State how many lines of the records below contain the word "each", giving the number and nothing else.

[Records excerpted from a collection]
★ ★ ★ ★ ★ ★ ★

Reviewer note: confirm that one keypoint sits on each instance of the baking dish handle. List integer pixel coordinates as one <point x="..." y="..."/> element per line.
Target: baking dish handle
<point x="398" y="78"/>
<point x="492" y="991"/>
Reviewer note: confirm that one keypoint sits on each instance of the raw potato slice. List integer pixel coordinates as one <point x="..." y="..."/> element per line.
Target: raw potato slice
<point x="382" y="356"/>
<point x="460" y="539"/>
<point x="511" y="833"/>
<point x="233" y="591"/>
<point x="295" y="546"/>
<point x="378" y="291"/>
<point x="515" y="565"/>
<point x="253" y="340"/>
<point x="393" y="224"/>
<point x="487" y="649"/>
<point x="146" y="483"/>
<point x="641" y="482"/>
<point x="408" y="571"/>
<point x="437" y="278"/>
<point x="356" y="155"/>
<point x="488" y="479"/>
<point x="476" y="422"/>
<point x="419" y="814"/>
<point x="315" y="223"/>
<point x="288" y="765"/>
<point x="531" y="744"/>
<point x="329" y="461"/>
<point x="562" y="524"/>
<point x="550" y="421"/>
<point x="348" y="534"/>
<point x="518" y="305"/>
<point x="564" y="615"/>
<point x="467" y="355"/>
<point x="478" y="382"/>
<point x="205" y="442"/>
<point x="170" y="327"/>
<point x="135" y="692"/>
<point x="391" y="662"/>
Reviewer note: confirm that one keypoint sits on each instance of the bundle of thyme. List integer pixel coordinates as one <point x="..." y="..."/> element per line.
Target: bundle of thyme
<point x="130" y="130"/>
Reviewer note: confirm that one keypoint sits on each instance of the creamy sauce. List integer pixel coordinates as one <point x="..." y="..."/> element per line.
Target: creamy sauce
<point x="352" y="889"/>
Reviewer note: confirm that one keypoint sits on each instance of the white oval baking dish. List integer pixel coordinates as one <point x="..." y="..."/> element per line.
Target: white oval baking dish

★ ★ ★ ★ ★ ★ ★

SOLUTION TO THE PROBLEM >>
5